— Begin Items —

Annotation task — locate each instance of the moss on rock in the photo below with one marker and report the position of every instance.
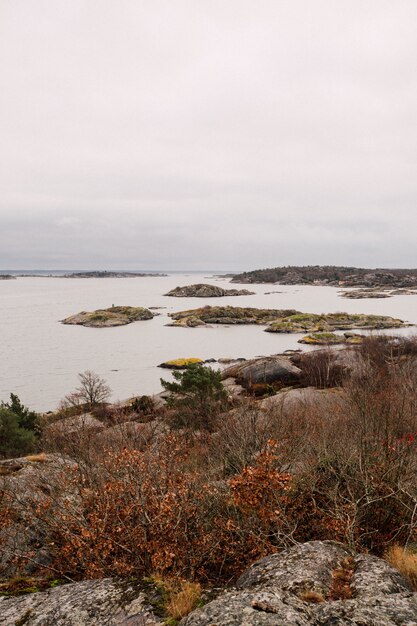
(114, 316)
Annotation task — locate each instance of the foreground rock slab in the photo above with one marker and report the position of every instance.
(88, 603)
(201, 290)
(297, 588)
(114, 316)
(264, 371)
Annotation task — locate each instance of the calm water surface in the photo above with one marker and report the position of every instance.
(40, 358)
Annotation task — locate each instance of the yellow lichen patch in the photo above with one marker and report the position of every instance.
(180, 363)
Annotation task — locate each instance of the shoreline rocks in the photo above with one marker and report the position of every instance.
(376, 292)
(206, 291)
(315, 323)
(331, 339)
(114, 316)
(227, 315)
(331, 276)
(179, 364)
(283, 320)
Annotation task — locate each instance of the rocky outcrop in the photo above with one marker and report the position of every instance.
(319, 323)
(114, 316)
(227, 315)
(331, 275)
(319, 583)
(301, 586)
(376, 292)
(88, 603)
(293, 400)
(22, 480)
(331, 339)
(206, 291)
(255, 373)
(283, 320)
(179, 364)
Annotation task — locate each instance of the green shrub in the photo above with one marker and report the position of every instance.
(198, 396)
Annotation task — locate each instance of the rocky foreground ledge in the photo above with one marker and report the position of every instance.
(315, 583)
(201, 290)
(114, 316)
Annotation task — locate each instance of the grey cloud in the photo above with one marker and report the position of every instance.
(207, 134)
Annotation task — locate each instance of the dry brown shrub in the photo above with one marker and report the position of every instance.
(404, 560)
(183, 597)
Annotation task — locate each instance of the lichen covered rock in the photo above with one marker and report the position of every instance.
(298, 587)
(206, 291)
(114, 316)
(179, 364)
(88, 603)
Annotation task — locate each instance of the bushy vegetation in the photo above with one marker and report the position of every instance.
(313, 274)
(197, 396)
(203, 501)
(18, 428)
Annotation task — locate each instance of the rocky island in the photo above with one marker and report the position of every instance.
(331, 339)
(330, 275)
(283, 320)
(206, 291)
(114, 316)
(227, 315)
(315, 323)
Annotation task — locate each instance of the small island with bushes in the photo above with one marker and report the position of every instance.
(114, 316)
(206, 291)
(282, 320)
(330, 275)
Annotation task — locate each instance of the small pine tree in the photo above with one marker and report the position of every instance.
(198, 396)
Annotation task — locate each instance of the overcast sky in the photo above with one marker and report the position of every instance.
(207, 134)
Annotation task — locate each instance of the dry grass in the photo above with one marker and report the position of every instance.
(405, 561)
(340, 589)
(37, 458)
(313, 597)
(183, 599)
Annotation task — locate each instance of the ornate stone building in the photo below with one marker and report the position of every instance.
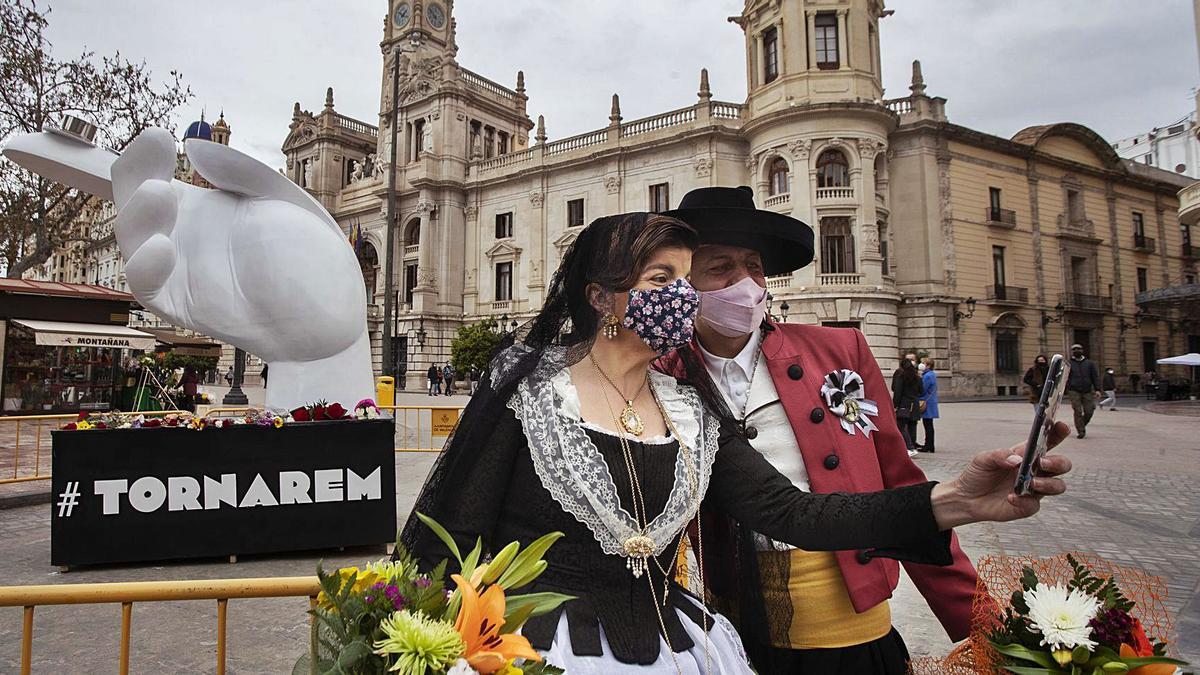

— End Items —

Exercise directions => Rewrite the records from the line with "Annotation task — locate each instance of the rocky island" up to and including the end of the records, requests included, shifting every coordinate in the answers by -57. Leave the pictures out.

Right answer =>
Annotation task — locate each instance of the rocky island in the photo above with one marker and report the position of every instance.
(274, 282)
(273, 218)
(226, 263)
(149, 234)
(57, 259)
(170, 258)
(258, 266)
Annotation task — locate each instance of the small island with bushes in the photo above with one marker and report the position of every instance.
(57, 259)
(149, 234)
(225, 263)
(273, 218)
Annotation task — locate each instance of the small pine tree in the photo above with one marker and report the position of every instance.
(141, 339)
Annotation task — locate each instance of the overcast sky in the photo above with one marker and report the position of every instance.
(150, 77)
Annotation task — locate each instance of the dry grass in the photo above with one marker and report the position of every instance.
(348, 504)
(283, 532)
(-20, 401)
(256, 540)
(126, 542)
Annotation task — locate each instance of the ornate stone building in the photo below with one marker and report the position of every instance.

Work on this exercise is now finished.